[START OF Dataset records]

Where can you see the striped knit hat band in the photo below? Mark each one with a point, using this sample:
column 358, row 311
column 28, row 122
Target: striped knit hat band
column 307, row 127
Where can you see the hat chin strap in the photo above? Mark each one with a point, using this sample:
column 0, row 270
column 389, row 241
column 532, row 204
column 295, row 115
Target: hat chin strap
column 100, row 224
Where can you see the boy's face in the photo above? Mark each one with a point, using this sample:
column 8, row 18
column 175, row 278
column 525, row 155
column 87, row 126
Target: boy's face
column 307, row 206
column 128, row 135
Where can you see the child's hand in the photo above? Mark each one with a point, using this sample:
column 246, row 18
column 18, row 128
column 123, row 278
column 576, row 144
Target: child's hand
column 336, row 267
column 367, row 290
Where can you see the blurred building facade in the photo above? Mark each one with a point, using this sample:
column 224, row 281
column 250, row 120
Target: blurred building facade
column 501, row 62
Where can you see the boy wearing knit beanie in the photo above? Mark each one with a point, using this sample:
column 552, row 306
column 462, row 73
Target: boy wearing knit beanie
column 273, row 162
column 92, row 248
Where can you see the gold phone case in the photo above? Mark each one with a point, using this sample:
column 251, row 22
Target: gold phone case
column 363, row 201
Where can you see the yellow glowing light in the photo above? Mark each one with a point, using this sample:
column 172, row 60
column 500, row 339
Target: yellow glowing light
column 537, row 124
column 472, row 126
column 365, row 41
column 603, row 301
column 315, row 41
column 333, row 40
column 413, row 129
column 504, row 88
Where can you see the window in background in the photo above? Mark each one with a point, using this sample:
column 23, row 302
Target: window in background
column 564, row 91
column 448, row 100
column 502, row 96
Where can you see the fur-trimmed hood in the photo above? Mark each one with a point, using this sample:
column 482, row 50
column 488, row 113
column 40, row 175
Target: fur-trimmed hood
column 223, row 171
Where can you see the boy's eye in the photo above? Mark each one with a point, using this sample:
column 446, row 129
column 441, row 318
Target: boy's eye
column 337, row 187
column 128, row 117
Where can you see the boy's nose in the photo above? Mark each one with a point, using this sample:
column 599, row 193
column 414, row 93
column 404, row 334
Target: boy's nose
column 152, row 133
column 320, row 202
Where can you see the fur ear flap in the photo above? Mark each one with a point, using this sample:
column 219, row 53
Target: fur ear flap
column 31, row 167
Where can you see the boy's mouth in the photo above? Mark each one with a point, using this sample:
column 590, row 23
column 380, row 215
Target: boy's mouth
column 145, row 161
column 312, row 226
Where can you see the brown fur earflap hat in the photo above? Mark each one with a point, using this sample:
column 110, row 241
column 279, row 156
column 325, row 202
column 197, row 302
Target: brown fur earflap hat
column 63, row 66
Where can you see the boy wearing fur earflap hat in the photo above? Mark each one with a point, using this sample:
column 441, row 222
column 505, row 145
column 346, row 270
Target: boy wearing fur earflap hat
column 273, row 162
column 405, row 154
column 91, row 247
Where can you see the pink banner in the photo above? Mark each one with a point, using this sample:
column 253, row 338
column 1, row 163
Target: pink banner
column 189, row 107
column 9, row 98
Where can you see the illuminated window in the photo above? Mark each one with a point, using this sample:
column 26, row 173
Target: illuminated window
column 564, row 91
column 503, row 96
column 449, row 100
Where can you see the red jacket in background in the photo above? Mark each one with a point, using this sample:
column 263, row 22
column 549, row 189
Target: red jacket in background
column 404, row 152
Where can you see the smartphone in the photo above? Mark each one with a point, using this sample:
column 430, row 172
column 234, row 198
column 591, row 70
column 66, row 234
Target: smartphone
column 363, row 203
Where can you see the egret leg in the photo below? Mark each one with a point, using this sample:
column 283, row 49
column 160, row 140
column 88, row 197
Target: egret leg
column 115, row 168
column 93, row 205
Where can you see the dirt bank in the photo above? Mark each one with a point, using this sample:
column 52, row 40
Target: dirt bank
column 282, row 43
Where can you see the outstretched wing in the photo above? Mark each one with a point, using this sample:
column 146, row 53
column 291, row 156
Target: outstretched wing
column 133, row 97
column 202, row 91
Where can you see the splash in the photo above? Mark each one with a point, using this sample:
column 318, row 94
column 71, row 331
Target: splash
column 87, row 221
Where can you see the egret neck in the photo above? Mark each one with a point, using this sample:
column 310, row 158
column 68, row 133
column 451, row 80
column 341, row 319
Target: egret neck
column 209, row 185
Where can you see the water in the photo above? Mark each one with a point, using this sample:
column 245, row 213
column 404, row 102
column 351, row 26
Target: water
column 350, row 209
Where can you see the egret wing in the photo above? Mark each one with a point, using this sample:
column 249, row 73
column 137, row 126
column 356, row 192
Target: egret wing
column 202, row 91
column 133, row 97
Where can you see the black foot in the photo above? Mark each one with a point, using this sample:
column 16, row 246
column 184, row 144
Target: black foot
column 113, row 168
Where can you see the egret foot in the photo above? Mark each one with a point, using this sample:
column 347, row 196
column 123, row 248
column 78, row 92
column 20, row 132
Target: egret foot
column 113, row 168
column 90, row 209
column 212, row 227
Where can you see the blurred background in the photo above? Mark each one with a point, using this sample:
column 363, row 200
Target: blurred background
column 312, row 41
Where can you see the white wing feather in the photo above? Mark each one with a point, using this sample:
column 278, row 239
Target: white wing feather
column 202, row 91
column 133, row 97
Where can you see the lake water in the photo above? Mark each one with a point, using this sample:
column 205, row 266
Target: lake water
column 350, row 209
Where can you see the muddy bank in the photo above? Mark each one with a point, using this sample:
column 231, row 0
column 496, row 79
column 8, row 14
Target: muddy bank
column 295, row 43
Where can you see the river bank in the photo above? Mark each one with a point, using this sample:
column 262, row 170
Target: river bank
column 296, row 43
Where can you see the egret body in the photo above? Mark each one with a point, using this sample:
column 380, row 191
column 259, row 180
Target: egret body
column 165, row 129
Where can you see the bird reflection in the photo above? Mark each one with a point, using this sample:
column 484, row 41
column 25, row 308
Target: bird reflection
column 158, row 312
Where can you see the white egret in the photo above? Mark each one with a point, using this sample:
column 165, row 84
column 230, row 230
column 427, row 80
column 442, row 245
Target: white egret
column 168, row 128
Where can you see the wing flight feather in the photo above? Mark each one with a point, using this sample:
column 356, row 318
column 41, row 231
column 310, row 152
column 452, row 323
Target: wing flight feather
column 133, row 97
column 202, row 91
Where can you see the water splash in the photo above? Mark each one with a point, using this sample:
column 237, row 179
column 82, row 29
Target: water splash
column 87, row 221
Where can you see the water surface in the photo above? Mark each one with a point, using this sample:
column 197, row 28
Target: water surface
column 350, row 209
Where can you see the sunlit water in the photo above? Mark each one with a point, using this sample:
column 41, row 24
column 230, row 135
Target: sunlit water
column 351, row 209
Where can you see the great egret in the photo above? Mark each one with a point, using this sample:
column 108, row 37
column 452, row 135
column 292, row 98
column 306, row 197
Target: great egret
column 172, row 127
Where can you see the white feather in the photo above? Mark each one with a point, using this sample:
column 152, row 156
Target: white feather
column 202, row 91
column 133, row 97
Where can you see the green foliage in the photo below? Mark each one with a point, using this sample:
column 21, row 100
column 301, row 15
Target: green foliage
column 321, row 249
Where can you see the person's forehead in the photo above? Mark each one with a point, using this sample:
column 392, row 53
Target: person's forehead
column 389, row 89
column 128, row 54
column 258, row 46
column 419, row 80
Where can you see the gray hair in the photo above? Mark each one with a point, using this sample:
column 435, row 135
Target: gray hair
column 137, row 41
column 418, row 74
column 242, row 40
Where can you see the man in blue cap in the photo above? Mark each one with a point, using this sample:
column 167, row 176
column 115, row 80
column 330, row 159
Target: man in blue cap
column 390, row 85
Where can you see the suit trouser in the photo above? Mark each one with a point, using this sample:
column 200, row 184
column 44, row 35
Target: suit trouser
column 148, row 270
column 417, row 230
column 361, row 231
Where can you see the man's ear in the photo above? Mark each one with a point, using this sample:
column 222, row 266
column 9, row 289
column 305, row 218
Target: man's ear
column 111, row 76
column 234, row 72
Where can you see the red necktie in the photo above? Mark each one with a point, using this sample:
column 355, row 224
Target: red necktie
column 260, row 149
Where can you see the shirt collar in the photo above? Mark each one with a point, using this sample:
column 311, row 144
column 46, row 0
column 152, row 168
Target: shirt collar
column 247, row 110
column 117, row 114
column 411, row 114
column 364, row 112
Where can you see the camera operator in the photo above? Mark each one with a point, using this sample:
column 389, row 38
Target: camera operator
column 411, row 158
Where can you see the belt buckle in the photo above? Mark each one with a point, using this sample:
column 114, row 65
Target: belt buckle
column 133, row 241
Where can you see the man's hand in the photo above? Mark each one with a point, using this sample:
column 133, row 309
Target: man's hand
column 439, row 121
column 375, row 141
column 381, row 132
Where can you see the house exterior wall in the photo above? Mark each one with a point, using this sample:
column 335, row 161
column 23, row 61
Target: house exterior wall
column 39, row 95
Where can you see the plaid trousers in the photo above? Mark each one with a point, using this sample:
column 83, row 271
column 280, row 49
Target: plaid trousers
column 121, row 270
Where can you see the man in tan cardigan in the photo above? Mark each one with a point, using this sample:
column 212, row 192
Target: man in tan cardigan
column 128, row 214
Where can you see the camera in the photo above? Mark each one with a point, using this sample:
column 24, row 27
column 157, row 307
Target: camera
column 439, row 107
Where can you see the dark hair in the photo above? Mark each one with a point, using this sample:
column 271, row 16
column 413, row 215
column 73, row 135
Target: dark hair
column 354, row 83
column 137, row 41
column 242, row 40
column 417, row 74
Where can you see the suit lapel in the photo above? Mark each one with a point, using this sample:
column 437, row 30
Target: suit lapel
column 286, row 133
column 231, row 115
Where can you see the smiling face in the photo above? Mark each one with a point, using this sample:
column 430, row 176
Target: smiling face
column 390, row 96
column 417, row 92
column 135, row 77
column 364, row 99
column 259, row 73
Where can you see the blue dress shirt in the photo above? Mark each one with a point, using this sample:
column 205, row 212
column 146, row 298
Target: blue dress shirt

[END OF Dataset records]

• **Stated problem**
Starting at the line that contains "Where can you see the boy's eye" and ending at the line that contains "column 404, row 152", write those lines out again, switching "Target" to "Find" and leaving everything else unchanged.

• **Output for this task**
Where can you see the boy's eye in the photo above? Mark each one with a point, using this sample:
column 446, row 129
column 441, row 318
Find: boy's eye
column 337, row 187
column 128, row 117
Where can you see the boy's nose in the photo above? Mark each one with a point, using this sample:
column 599, row 193
column 414, row 93
column 404, row 334
Find: boy's nose
column 152, row 133
column 320, row 202
Where can you see the fur ear flap in the photo above? Mark each one with a point, using this sample:
column 219, row 53
Find: fur ear flap
column 31, row 167
Where can you see the boy's mouth in the photo above? Mark each one with a point, using this sample:
column 590, row 23
column 380, row 215
Find: boy's mouth
column 145, row 161
column 312, row 226
Where can you see the brown fur earflap hat in the photo above? Mark each one with a point, using this sample:
column 110, row 241
column 279, row 156
column 325, row 202
column 197, row 302
Find: brown fur earflap hat
column 63, row 66
Where can you see the boy wearing fur earflap hat in the photo above? Mark each one with a point, using this sample:
column 441, row 222
column 505, row 145
column 346, row 270
Find: boy wearing fur earflap hat
column 273, row 162
column 405, row 154
column 91, row 247
Where can you see the pink banner in the photo above? Mark each one with a point, using this sample:
column 253, row 338
column 1, row 163
Find: pink banner
column 189, row 107
column 9, row 98
Where can you see the illuminated window in the photo above? Mark each one with a point, using this sample:
column 26, row 173
Find: illuminated window
column 564, row 91
column 503, row 96
column 449, row 100
Where can you see the red jacket in background in the photo above? Mark each one with a point, using this sample:
column 263, row 22
column 549, row 189
Find: red jacket in background
column 404, row 152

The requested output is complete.